═══ PROVIDED DATA
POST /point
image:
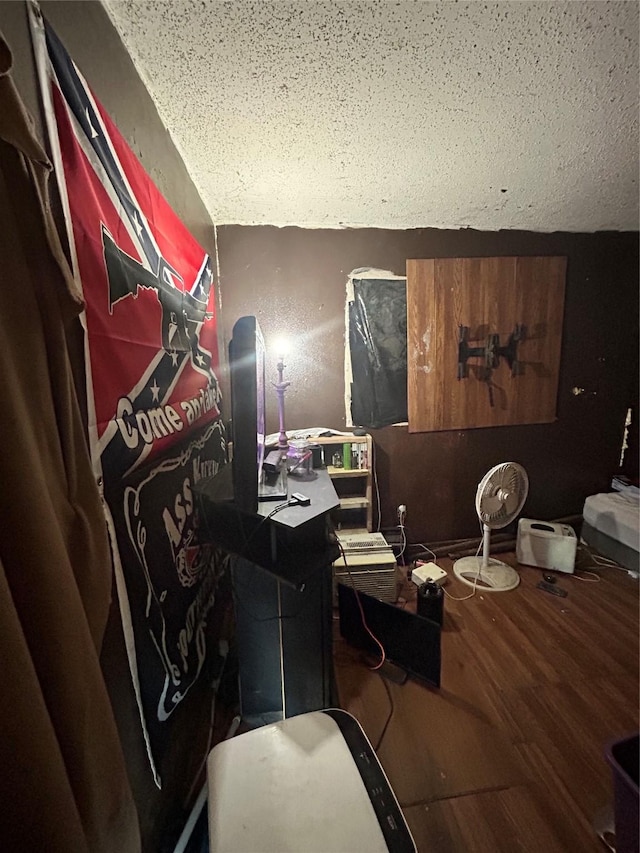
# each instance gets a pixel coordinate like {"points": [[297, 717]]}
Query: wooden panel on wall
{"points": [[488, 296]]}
══════
═══ PROVIDED DATA
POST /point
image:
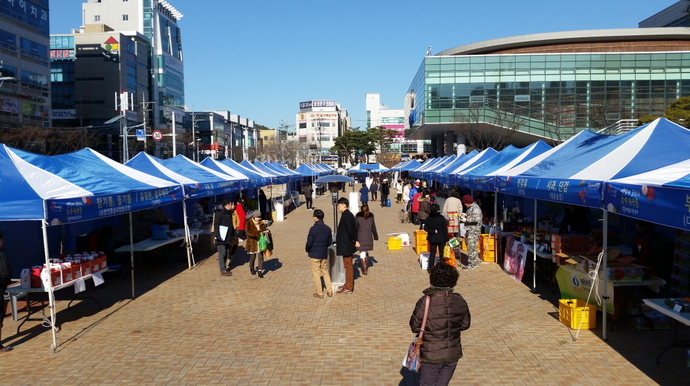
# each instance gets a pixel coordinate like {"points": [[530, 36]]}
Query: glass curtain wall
══════
═══ PROVIDED DATA
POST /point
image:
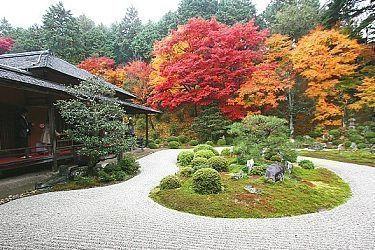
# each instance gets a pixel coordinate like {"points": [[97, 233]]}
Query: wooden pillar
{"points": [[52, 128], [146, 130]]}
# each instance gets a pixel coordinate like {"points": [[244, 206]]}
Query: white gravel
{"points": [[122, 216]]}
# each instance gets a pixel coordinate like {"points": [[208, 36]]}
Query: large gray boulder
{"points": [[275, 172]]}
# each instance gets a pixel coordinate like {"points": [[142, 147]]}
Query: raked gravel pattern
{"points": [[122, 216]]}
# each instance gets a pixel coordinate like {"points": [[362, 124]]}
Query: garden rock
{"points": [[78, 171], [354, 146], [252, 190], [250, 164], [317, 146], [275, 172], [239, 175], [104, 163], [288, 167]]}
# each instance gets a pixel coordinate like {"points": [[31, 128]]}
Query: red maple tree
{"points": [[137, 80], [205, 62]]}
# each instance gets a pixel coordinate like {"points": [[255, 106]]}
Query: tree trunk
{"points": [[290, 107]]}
══════
### WHAT NEEDS TO BE DONE
Within the lines above, find those holding the word "each" and copy them.

### YOUR RESPONSE
# each instance gets a pixel coordinate like {"points": [[297, 717]]}
# each instance gets a pixel coordinate like {"points": [[530, 36]]}
# each instance gets a pixel coordinate like {"points": [[97, 233]]}
# each instance gets a pixel coordinate like {"points": [[244, 206]]}
# each instance gets a pixel coordinate like {"points": [[208, 36]]}
# each instance gets a pixel coordinate like {"points": [[142, 147]]}
# each instance gets a pixel coordinate like {"points": [[362, 124]]}
# each instance gets a pixel coordinate like {"points": [[31, 128]]}
# each instance gets a pixel coordinate like {"points": [[255, 106]]}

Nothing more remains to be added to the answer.